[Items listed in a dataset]
---*---

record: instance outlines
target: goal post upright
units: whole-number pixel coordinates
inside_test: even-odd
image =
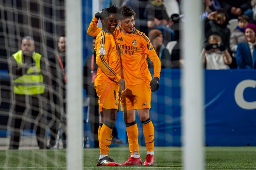
[[[184,0],[182,27],[182,144],[185,170],[204,169],[202,34],[201,0]]]
[[[68,170],[83,168],[82,2],[66,0],[67,124]]]

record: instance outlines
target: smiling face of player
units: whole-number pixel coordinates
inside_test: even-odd
[[[117,26],[117,19],[116,14],[111,13],[108,17],[102,20],[104,29],[110,33],[113,33]]]
[[[131,34],[134,29],[134,16],[132,16],[122,20],[118,20],[118,24],[121,26],[124,34]]]
[[[21,42],[21,50],[24,54],[32,56],[35,50],[34,41],[29,39],[23,39]]]

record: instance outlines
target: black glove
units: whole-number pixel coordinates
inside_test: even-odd
[[[106,8],[102,9],[101,10],[100,10],[100,11],[96,13],[94,16],[96,18],[97,18],[98,19],[101,19],[101,17],[102,17],[101,14],[103,13],[106,14],[106,13],[108,12],[107,11],[107,8]]]
[[[213,44],[206,44],[204,47],[204,49],[206,51],[209,51],[213,48]]]
[[[225,46],[224,45],[221,44],[220,46],[220,48],[219,49],[220,49],[220,50],[221,51],[223,51],[226,49],[226,47],[225,47]]]
[[[154,77],[150,82],[149,85],[151,86],[150,88],[151,89],[151,92],[156,91],[159,87],[159,78],[157,77]]]

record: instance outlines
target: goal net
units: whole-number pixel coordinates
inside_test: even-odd
[[[46,151],[66,147],[64,12],[64,0],[0,0],[1,168],[59,167],[65,158]]]

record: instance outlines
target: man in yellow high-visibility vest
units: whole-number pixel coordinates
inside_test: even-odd
[[[26,36],[22,39],[21,49],[9,58],[9,63],[15,102],[9,115],[12,132],[9,149],[18,149],[21,132],[28,123],[34,124],[39,148],[46,148],[46,92],[50,87],[47,60],[35,52],[34,40]]]

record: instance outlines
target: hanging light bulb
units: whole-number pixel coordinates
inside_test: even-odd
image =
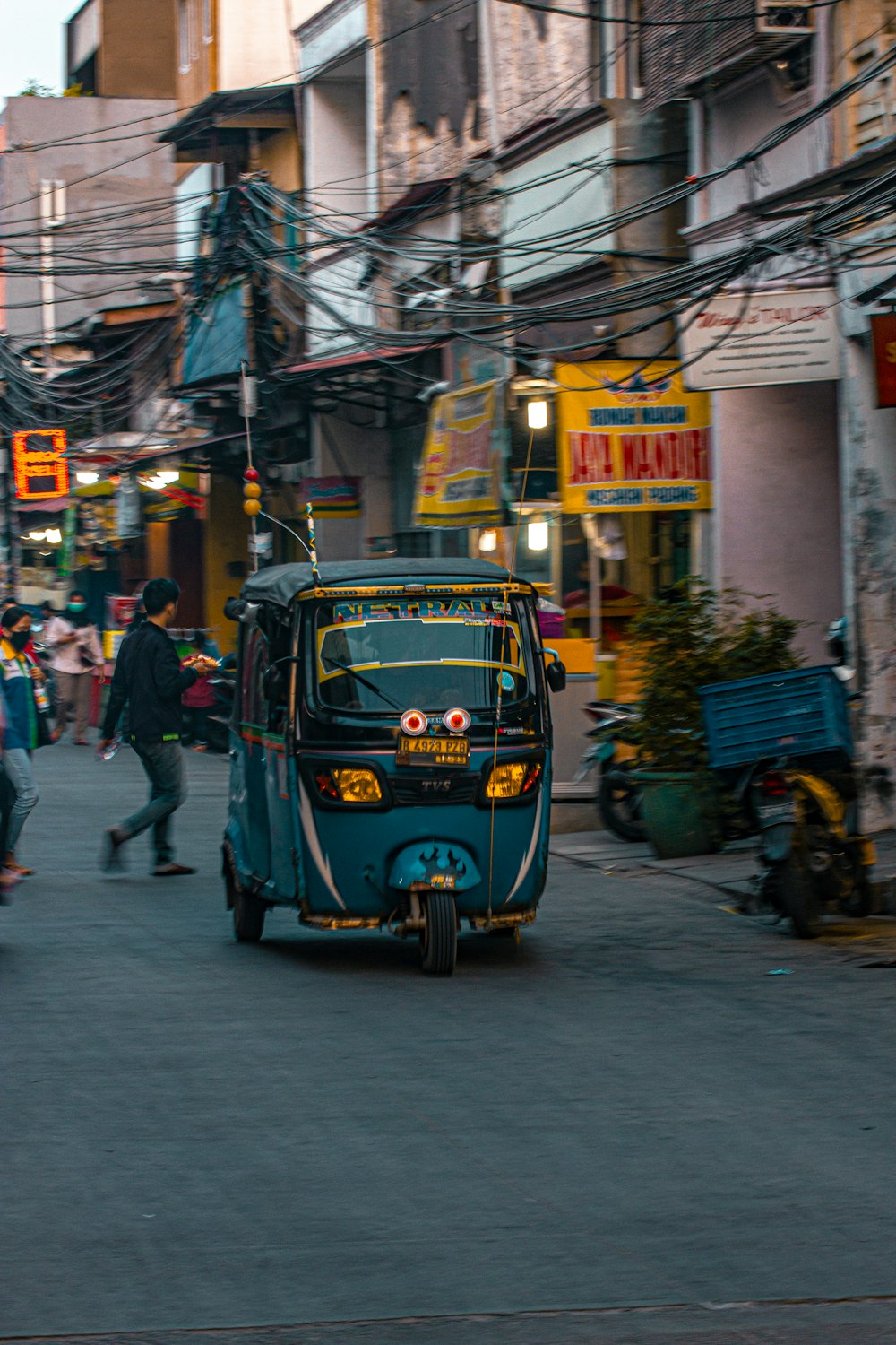
[[[547,429],[548,404],[543,397],[536,397],[525,404],[525,420],[529,429]]]
[[[547,551],[549,542],[547,518],[535,518],[529,521],[529,526],[527,529],[527,542],[531,551]]]

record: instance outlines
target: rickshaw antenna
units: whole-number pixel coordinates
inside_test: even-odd
[[[535,429],[529,426],[529,447],[525,455],[525,468],[523,471],[523,487],[520,490],[520,504],[516,515],[516,529],[513,530],[513,551],[510,554],[510,564],[506,566],[508,577],[504,589],[504,608],[501,613],[501,668],[504,667],[504,651],[506,650],[506,607],[510,594],[510,580],[513,578],[513,570],[516,569],[516,551],[520,542],[520,525],[523,522],[523,504],[525,503],[525,492],[529,484],[529,467],[532,465],[532,445],[535,443]],[[501,702],[502,697],[501,678],[498,677],[498,695],[497,703],[494,706],[494,745],[492,748],[492,769],[498,764],[498,726],[501,724]],[[492,798],[492,824],[489,829],[489,911],[488,911],[488,924],[486,929],[492,928],[492,884],[494,878],[494,796]]]
[[[312,578],[314,580],[316,588],[322,588],[320,570],[317,569],[317,543],[314,542],[314,510],[312,507],[310,500],[305,506],[305,514],[308,515],[308,555],[312,562]]]

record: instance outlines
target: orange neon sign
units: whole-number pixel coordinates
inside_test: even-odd
[[[51,500],[69,494],[64,429],[20,429],[12,436],[16,499]]]

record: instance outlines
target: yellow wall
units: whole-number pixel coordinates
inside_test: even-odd
[[[223,607],[239,593],[243,580],[231,578],[227,565],[249,561],[249,519],[239,482],[212,473],[204,533],[206,624],[216,631],[222,654],[228,654],[236,646],[236,625],[226,619]]]

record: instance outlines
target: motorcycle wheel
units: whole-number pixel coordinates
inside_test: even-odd
[[[823,902],[802,855],[791,851],[778,870],[780,907],[798,939],[817,939],[821,933]]]
[[[625,765],[611,765],[600,776],[598,810],[607,831],[621,841],[645,841],[647,830],[641,819],[643,791],[630,779]]]

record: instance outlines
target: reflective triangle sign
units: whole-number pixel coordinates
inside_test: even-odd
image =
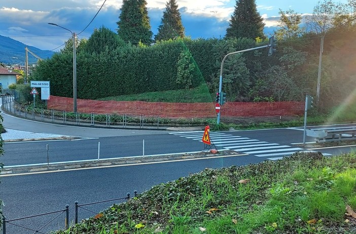
[[[39,94],[39,92],[37,91],[36,88],[33,87],[31,90],[31,92],[30,92],[30,94],[38,95]]]
[[[203,142],[207,145],[211,145],[211,143],[210,141],[210,136],[209,136],[209,132],[206,128],[205,128],[205,130],[204,131],[204,135],[203,135],[203,138],[202,139]]]

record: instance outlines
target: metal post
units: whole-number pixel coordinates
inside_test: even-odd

---*---

:: What you need to do ::
Please write out all the data again word for word, but not the pictures.

:: Result for this exercise ::
record: instance outlines
target: goal post upright
units: whole-number pixel coordinates
inside_test: even-odd
image =
[[[184,0],[182,27],[182,144],[185,170],[204,169],[202,34],[201,0]]]
[[[68,170],[83,168],[82,2],[66,0],[67,124]]]

record: instance outlines
target: smiling face of player
units: whole-number pixel coordinates
inside_test: even-odd
[[[117,26],[117,19],[116,14],[111,13],[108,17],[102,20],[104,29],[110,33],[113,33]]]
[[[131,34],[134,29],[134,16],[132,16],[122,20],[118,20],[118,24],[121,26],[124,34]]]
[[[21,42],[21,50],[24,54],[32,56],[35,50],[34,41],[29,39],[23,39]]]

record: instance outlines
target: black glove
units: whole-number pixel coordinates
inside_test: even-odd
[[[106,8],[102,9],[101,10],[100,10],[100,11],[96,13],[94,16],[96,18],[97,18],[98,19],[101,19],[101,17],[102,17],[101,14],[103,13],[106,14],[106,13],[108,12],[107,11],[107,8]]]
[[[213,44],[206,44],[204,47],[204,49],[206,51],[209,51],[213,48]]]
[[[225,46],[224,45],[221,44],[220,46],[220,48],[219,49],[220,49],[220,50],[221,51],[223,51],[226,49],[226,47],[225,47]]]
[[[154,77],[150,82],[149,85],[151,86],[150,88],[151,89],[151,92],[156,91],[159,87],[159,78],[157,77]]]

record: instance outlines
target: goal net
units: whole-number pixel coordinates
inside_test: even-odd
[[[46,151],[66,147],[64,12],[64,0],[0,0],[1,168],[59,167],[65,158]]]

record: instance outlines
target: man in yellow high-visibility vest
units: whole-number pixel coordinates
inside_test: even-odd
[[[26,36],[22,39],[21,49],[9,58],[9,63],[15,102],[9,115],[12,132],[9,149],[18,149],[21,132],[28,123],[34,124],[39,148],[46,148],[46,92],[50,87],[47,60],[35,52],[34,40]]]

record: instance outlines
target: hanging light bulb
units: whole-number pixel coordinates
inside_test: even-odd
image =
[[[547,429],[548,404],[543,397],[536,397],[525,404],[525,420],[529,429]]]
[[[547,551],[549,542],[547,518],[535,518],[529,521],[529,526],[527,529],[527,542],[531,551]]]

record: instance outlines
target: rickshaw antenna
units: whole-number pixel coordinates
inside_test: even-odd
[[[535,429],[529,426],[529,447],[525,455],[525,468],[523,471],[523,487],[520,490],[520,504],[516,515],[516,529],[513,530],[513,551],[510,554],[510,564],[506,566],[508,577],[504,589],[504,608],[501,613],[501,668],[504,667],[504,651],[506,650],[506,607],[510,594],[510,580],[513,578],[513,570],[516,569],[516,551],[520,542],[520,525],[523,522],[523,504],[525,503],[525,492],[529,484],[529,467],[532,465],[532,445],[535,443]],[[501,702],[502,697],[501,678],[498,677],[498,695],[497,703],[494,706],[494,745],[492,748],[492,769],[498,764],[498,726],[501,724]],[[492,798],[492,824],[489,829],[489,911],[488,911],[488,924],[486,929],[492,928],[492,884],[494,878],[494,796]]]
[[[312,578],[314,580],[316,588],[322,588],[320,570],[317,569],[317,543],[314,542],[314,510],[312,507],[310,500],[305,506],[305,514],[308,515],[308,555],[312,562]]]

record: instance outlines
target: orange neon sign
units: whole-number pixel coordinates
inside_test: even-odd
[[[51,500],[69,494],[64,429],[20,429],[12,436],[16,499]]]

record: instance outlines
target: yellow wall
units: whole-number pixel coordinates
inside_test: even-odd
[[[223,607],[239,593],[243,580],[231,578],[227,565],[249,561],[249,519],[239,482],[212,473],[204,533],[206,624],[216,631],[222,654],[228,654],[236,646],[236,625],[226,619]]]

record: instance outlines
target: motorcycle wheel
units: whole-number pixel coordinates
inside_test: even-odd
[[[823,902],[802,855],[791,851],[778,870],[780,907],[798,939],[817,939],[821,933]]]
[[[625,765],[611,765],[600,776],[598,810],[607,831],[621,841],[645,841],[647,830],[641,819],[643,791],[630,779]]]

record: instance outlines
target: reflective triangle sign
units: whole-number pixel coordinates
inside_test: even-odd
image =
[[[39,94],[39,92],[37,91],[36,88],[33,87],[31,90],[31,92],[30,92],[30,94],[38,95]]]
[[[203,142],[207,145],[211,145],[211,143],[210,141],[210,136],[209,136],[209,132],[206,128],[205,128],[205,130],[204,131],[204,135],[203,135],[203,138],[202,139]]]

record: instance outlines
target: metal post
units: whole-number pixel coordinates
inside_test: even-odd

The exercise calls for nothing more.